[Referring expression data]
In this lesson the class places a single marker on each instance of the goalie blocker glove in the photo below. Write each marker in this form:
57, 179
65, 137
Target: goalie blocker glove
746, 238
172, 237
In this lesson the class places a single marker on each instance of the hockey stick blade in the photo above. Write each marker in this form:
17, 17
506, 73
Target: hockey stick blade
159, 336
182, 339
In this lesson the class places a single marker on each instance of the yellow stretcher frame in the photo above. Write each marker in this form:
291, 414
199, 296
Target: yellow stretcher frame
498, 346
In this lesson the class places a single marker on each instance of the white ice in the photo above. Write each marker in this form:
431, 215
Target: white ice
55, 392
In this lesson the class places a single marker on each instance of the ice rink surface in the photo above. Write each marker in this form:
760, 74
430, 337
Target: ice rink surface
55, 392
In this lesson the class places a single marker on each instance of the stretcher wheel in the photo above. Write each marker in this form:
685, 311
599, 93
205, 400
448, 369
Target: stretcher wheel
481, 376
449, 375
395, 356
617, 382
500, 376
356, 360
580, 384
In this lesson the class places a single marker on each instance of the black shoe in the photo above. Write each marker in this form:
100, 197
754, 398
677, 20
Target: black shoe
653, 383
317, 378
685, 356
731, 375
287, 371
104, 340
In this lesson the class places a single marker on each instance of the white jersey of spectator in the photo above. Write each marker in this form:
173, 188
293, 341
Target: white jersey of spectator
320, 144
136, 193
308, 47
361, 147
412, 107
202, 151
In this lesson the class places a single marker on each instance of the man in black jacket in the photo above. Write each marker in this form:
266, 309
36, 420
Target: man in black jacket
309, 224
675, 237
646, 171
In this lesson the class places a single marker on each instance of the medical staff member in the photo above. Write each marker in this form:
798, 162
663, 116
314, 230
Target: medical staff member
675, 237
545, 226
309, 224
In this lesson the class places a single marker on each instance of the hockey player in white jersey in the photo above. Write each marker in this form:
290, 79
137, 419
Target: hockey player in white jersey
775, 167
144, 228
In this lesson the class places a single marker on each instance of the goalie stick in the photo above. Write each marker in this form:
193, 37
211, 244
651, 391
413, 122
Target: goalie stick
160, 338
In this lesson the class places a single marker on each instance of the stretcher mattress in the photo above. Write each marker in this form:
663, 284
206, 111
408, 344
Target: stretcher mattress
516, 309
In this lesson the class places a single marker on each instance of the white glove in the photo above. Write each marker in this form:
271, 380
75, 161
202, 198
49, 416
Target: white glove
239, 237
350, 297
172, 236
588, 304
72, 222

__Exercise requirements__
Set down every entry again, exactly as written.

__Answer to the exercise__
In this lesson the class places a single marker on each instance of the goalie blocker glove in the photo below. Write each marker in this form:
57, 179
65, 137
Target: goalie blocker glove
746, 238
172, 237
In this lesson the class places a single marker on each instance of the hockey stick blade in the photo above. Write each marker in this form:
17, 17
506, 73
Target: hockey stick blade
159, 336
182, 339
In this lesson the class places a single marker on each instance of the yellow stretcher frame in the photo above. Write each marker in this form:
291, 414
199, 296
Target: yellow stretcher frame
498, 346
In this lesson the class places a single marker on each instance of the white ice in the photo above. Write each marker in this form:
431, 215
Target: white ice
55, 392
In this lesson the class places a single marker on each instance of the ice rink surface in the photo above. Write each marker in this form:
760, 74
430, 337
Target: ice rink surface
55, 392
In this lesson the class places a single marker on each instance of the stretcher wheel in the photo above. Write each marker in this form:
685, 311
599, 93
205, 400
448, 369
Target: stretcher wheel
481, 376
449, 375
395, 356
617, 382
500, 376
356, 360
580, 384
In this lesson the class places a single marker on each instance of the black shoe in the photo above. Write each marker in this form:
100, 197
754, 398
677, 20
Target: black shoe
653, 383
317, 378
685, 356
731, 375
287, 371
104, 340
In this lesson the class places a single marker on each instance of the white jersey of spectator in the photo above. Write each marker in this form:
173, 188
293, 341
Target: white jersey of spectator
320, 144
136, 193
308, 47
361, 147
412, 107
202, 151
In this lesson the class places a single marker on each instance of the man in black jacket in the photo above. Write each marker in this form:
266, 309
36, 420
Target: man in black jacket
309, 224
675, 237
646, 171
In this lesson the class places a single marker on each instance of the medical staff member in the photo above. Write each marker in this form:
798, 162
663, 116
314, 230
Target: medical staff member
675, 237
545, 226
309, 224
In this lesson the class places a single marker on each instance of the hockey player in white jersey in the photo above. Write each marker in this form:
290, 79
137, 419
Target: hockey player in white jersey
775, 167
144, 228
In this lesson the class places a single marker on each instance of the goalie stick in the photo above. Write each marker in this form:
193, 37
211, 244
651, 391
413, 122
Target: goalie stick
160, 338
In this lesson the class places a single marker on each instance of the stretcher mattress in the photo above. Write each marker in this form:
663, 284
206, 111
408, 344
Target: stretcher mattress
516, 309
In this lesson the class places a single marker on each instance of the white glove in the photo above. Write each marker in this form:
271, 380
75, 161
202, 198
49, 416
Target: white glove
239, 237
350, 297
172, 236
588, 304
72, 222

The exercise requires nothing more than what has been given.